## Data records
******************************

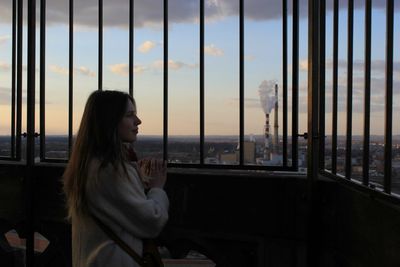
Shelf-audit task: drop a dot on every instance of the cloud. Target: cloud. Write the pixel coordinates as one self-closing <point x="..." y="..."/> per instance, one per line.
<point x="5" y="96"/>
<point x="122" y="69"/>
<point x="4" y="39"/>
<point x="4" y="66"/>
<point x="85" y="71"/>
<point x="58" y="69"/>
<point x="80" y="70"/>
<point x="174" y="65"/>
<point x="212" y="50"/>
<point x="149" y="13"/>
<point x="146" y="46"/>
<point x="249" y="58"/>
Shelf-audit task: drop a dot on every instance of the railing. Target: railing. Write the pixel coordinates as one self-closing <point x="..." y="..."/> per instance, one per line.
<point x="387" y="185"/>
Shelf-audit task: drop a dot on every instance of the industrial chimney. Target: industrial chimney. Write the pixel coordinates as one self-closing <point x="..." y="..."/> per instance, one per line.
<point x="276" y="126"/>
<point x="266" y="138"/>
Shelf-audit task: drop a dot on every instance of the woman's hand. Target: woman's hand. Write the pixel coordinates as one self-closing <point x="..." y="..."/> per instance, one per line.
<point x="154" y="172"/>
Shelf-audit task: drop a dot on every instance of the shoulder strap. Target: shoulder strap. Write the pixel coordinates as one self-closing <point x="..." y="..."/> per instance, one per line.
<point x="118" y="240"/>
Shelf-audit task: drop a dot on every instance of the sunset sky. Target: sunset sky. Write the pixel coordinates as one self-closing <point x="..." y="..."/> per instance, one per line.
<point x="263" y="61"/>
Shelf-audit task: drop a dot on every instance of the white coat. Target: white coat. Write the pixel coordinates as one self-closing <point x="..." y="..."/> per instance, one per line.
<point x="121" y="203"/>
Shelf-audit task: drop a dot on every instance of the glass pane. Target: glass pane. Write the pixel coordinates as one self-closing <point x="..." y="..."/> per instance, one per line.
<point x="148" y="78"/>
<point x="183" y="87"/>
<point x="5" y="86"/>
<point x="263" y="84"/>
<point x="57" y="71"/>
<point x="221" y="84"/>
<point x="396" y="105"/>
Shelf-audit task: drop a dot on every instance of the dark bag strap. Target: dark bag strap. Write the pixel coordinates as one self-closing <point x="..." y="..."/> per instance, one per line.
<point x="118" y="240"/>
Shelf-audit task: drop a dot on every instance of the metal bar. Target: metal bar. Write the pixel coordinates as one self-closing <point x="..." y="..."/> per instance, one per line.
<point x="367" y="93"/>
<point x="284" y="81"/>
<point x="100" y="77"/>
<point x="349" y="87"/>
<point x="30" y="147"/>
<point x="131" y="43"/>
<point x="389" y="96"/>
<point x="201" y="82"/>
<point x="165" y="90"/>
<point x="241" y="82"/>
<point x="295" y="84"/>
<point x="42" y="79"/>
<point x="321" y="77"/>
<point x="13" y="78"/>
<point x="19" y="78"/>
<point x="71" y="77"/>
<point x="335" y="83"/>
<point x="312" y="129"/>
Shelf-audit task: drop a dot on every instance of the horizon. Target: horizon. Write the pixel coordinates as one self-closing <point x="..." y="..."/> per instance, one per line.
<point x="263" y="62"/>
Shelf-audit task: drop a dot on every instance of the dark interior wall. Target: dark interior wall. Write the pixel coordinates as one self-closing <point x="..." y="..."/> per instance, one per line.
<point x="357" y="228"/>
<point x="236" y="218"/>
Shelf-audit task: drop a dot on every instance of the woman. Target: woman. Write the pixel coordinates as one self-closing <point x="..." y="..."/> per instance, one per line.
<point x="100" y="181"/>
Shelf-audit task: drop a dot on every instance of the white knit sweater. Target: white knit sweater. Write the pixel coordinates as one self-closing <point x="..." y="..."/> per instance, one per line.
<point x="120" y="202"/>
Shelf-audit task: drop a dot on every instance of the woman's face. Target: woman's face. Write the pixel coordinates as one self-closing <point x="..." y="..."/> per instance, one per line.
<point x="128" y="126"/>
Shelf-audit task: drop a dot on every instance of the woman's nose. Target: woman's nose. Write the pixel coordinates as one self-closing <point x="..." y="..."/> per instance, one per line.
<point x="138" y="121"/>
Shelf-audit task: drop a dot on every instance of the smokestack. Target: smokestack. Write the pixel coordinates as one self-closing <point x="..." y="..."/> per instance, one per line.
<point x="276" y="126"/>
<point x="266" y="138"/>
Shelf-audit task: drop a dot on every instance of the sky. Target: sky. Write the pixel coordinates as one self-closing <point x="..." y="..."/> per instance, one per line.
<point x="263" y="62"/>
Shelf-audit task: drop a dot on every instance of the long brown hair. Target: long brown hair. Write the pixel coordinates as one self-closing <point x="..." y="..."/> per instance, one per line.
<point x="97" y="138"/>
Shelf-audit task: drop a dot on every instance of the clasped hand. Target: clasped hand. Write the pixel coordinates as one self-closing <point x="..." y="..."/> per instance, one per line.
<point x="153" y="172"/>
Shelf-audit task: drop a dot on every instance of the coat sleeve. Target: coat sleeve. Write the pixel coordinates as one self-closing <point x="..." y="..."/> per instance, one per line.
<point x="119" y="200"/>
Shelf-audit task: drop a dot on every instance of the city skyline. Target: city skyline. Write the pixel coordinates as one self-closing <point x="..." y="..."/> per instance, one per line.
<point x="263" y="61"/>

******************************

## What you have to do
The expected response is every line of the material, written out exactly, with the images removed.

## Reply to the task
Shelf-audit task: drop a dot on every instance of the cloud. Target: cloud. Write the pixel coordinates as one self-closing <point x="..." y="..."/> per instance, one per line.
<point x="5" y="96"/>
<point x="122" y="69"/>
<point x="4" y="39"/>
<point x="4" y="66"/>
<point x="85" y="71"/>
<point x="58" y="69"/>
<point x="80" y="70"/>
<point x="174" y="65"/>
<point x="212" y="50"/>
<point x="149" y="13"/>
<point x="146" y="46"/>
<point x="249" y="58"/>
Shelf-audit task: drop a dot on every instance of the railing. Target: railing. Write the pixel coordinates as one self-closing <point x="..." y="..."/> per instance, one per line.
<point x="387" y="185"/>
Shelf-audit task: drop a dot on every instance of the industrial chimney. Target: industrial chimney. Write the pixel coordinates as one self-closing <point x="..." y="..."/> per instance, one per line.
<point x="276" y="126"/>
<point x="266" y="138"/>
Shelf-audit task: drop a dot on every instance of the woman's hand. Target: woman's hand. Write the pixel coordinates as one self-closing <point x="..." y="..."/> per instance, one per line.
<point x="154" y="172"/>
Shelf-audit task: drop a dot on every instance of the shoulder strap. Target: shoulder strap. Write the pixel coordinates as one self-closing <point x="..." y="..."/> per instance, one per line.
<point x="118" y="240"/>
Shelf-audit task: drop a dot on every instance of the sunset sky. Target: sunset sky. Write the pixel coordinates as one self-closing <point x="..." y="..."/> per instance, one per line.
<point x="263" y="61"/>
Shelf-audit task: drop a dot on every instance of the white coat. Target: white coat. Write the pixel coordinates as one self-closing <point x="..." y="..."/> per instance, one per line.
<point x="121" y="203"/>
Shelf-audit task: drop a dot on every instance of the glass pane. Target: glass pane. Write the pixel coordinates as one self-closing <point x="..." y="..."/> per instance, one per line.
<point x="148" y="78"/>
<point x="183" y="87"/>
<point x="5" y="86"/>
<point x="263" y="84"/>
<point x="57" y="71"/>
<point x="221" y="84"/>
<point x="396" y="105"/>
Shelf-audit task: drop a dot on every instance of the dark bag strap. Target: dark bag strap. Write the pixel coordinates as one self-closing <point x="..." y="..."/> per instance, one per line.
<point x="118" y="240"/>
Shelf-audit task: drop a dot on every instance of the metal bar. Target: metal bar. Write the pixel coordinates as one self-closing <point x="..." y="..."/> per instance, one per line.
<point x="367" y="93"/>
<point x="284" y="81"/>
<point x="100" y="77"/>
<point x="349" y="87"/>
<point x="30" y="147"/>
<point x="131" y="43"/>
<point x="389" y="96"/>
<point x="201" y="82"/>
<point x="165" y="90"/>
<point x="241" y="82"/>
<point x="295" y="84"/>
<point x="42" y="79"/>
<point x="321" y="77"/>
<point x="13" y="78"/>
<point x="19" y="78"/>
<point x="71" y="77"/>
<point x="335" y="83"/>
<point x="312" y="129"/>
Shelf-audit task: drop a dot on every instance of the horizon. Target: horizon. Write the pixel coordinates as one self-closing <point x="..." y="..."/> per instance, one per line.
<point x="263" y="62"/>
Shelf-audit task: drop a dot on every instance of the dark interior wall. Target: dark interior wall. Write the pixel coordinates as one self-closing <point x="..." y="..."/> per instance, one per line.
<point x="357" y="228"/>
<point x="236" y="218"/>
Shelf-audit task: drop a dot on every instance of the woman. Target: woman. Write the pixel coordinates as one self-closing <point x="..." y="..."/> per instance, one per line.
<point x="100" y="181"/>
Shelf-audit task: drop a dot on every instance of the white knit sweater. Target: white knit sweater. Write the pixel coordinates as one self-closing <point x="..." y="..."/> per instance, one per line.
<point x="120" y="202"/>
Shelf-audit task: drop a dot on every instance of the woman's face. Target: woman's face. Write the pixel coordinates as one self-closing <point x="..." y="..."/> per instance, one per line.
<point x="128" y="126"/>
Shelf-audit task: drop a dot on every instance of the woman's nose. Target: woman's nose. Write the pixel coordinates as one self-closing <point x="..." y="..."/> per instance, one per line.
<point x="138" y="121"/>
Shelf-audit task: drop a dot on every instance of the smokestack. Target: smokestack. Write the pixel coordinates as one self-closing <point x="..." y="..."/> per instance, one per line.
<point x="276" y="126"/>
<point x="266" y="138"/>
Shelf-audit task: drop a dot on every instance of the sky. Target: sky. Write the pixel coordinates as one self-closing <point x="..." y="..."/> per instance, one per line.
<point x="263" y="62"/>
Shelf-audit task: drop a dot on every instance of the long brown hair. Target: long brown hair. Write the pixel coordinates as one self-closing <point x="..." y="..."/> per instance, one per line.
<point x="97" y="138"/>
Shelf-audit task: drop a dot on every instance of the clasped hand. Target: clasped hand. Write the pixel coordinates as one self-closing <point x="..." y="..."/> per instance, one per line.
<point x="153" y="172"/>
Shelf-audit task: drop a dot on every instance of the coat sleeve. Target: coat sleeve. Write the pixel coordinates as one self-closing <point x="..." y="..."/> per instance, one per line.
<point x="119" y="200"/>
Shelf-audit task: drop a dot on every instance of the city skyline. Target: city skyline. Write the pixel coordinates as one self-closing <point x="..." y="..."/> per instance, one per line.
<point x="263" y="61"/>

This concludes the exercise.